Document.
When we look at the principles only a few major categories jump out at me. What do you see? The categories are that I see are:

  • People focused
  • Software focused
  • Process focused

Naturally we would expect the principles behind the “Manifesto for agile software development” to be principally focused on software and processes wouldn’t we? What is interesting is that I wouldn’t categorise them that way. What might seem reasonable on the surface (Process and software focus) doesn’t seem to be the case. Allow me to split them up a bit by rearranging them the way I see them (For brevity I will only write out the part that stands out to me):

People focused

  1. Principle 1 – Customer satisfaction.
  2. Principle 2 – Changing requirements for customer advantage.
  3. Principle 4 – Developers and business people working together daily.
  4. Principle 5 – Teams of motivated individuals.
  5. Principle 6 – Face-to-face communication.
  6. Principle 8 – People able to maintain a constant pace pace.
  7. Principle 11 – Self-organising teams.

Software focused

  1. Principle 3 – Frequent delivery of software.
  2. Principle 7 – Working software as progress.
  3. Principle 9 – Focus on technical excellence.

Process focused

  1. Principle 10 – Reduce work done.
  2. Principle 12 – Inspect and adapt.

Whilst it would be easy to a put a few of the principles in more than one category, I put them in the category where I think their focus lies. When we do this we see that 7 of 12 principles focus mostly on people, only 3 have a mainly software focus and just 2 are primarily process focused. Surprising? I don’t think so. People do the work and generally for other people. A focus on people is important. We also see a similar focus on people in the values of the manifesto.

To be done.
1 > From the passage on the agile manifesto's principles, list every principle placed in the software-focused category, with its number and short description.
2 > According to the passage on the agile manifesto's principles, how many of the twelve principles focus mostly on people?
3 > Reproduce the passage on the agile manifesto's principles from "4. Principle 5" to "constant pace pace.".

Supplied data.
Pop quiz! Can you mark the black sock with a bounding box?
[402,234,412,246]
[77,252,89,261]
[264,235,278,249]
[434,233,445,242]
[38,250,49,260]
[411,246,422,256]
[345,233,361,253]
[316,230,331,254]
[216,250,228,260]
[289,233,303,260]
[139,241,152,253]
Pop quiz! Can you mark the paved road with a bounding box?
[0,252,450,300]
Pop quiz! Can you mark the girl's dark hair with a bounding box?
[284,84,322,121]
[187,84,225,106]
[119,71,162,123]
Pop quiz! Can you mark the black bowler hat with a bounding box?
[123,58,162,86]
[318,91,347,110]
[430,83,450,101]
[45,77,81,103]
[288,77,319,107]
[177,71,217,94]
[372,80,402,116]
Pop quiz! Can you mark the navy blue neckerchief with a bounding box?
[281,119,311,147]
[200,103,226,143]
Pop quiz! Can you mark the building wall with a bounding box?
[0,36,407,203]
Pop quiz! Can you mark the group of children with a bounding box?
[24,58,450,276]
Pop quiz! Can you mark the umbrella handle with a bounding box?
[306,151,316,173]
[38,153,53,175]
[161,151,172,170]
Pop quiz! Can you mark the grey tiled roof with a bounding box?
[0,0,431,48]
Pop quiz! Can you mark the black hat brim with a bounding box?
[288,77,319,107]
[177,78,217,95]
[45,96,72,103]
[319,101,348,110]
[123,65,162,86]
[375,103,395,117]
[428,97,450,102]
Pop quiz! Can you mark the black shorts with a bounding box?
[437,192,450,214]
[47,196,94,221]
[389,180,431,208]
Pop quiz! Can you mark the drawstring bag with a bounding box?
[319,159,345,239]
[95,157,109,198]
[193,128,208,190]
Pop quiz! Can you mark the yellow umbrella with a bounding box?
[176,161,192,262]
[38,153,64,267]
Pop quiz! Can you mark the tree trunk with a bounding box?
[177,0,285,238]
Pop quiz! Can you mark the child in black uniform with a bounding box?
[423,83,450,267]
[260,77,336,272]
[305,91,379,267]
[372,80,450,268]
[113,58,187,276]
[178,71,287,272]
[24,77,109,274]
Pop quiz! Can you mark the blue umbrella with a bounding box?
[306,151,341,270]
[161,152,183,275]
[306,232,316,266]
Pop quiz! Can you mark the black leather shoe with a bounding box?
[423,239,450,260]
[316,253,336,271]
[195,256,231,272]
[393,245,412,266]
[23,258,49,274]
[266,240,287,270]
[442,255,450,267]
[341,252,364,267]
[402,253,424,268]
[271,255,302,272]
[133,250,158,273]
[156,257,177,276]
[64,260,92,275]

Outputs in order.
1 >
- Principle 3 – Frequent delivery of software.
- Principle 7 – Working software as progress.
- Principle 9 – Focus on technical excellence.

2 > Seven of the twelve principles.

3 >
4. Principle 5 – Teams of motivated individuals.
  5. Principle 6 – Face-to-face communication.
  6. Principle 8 – People able to maintain a constant pace pace.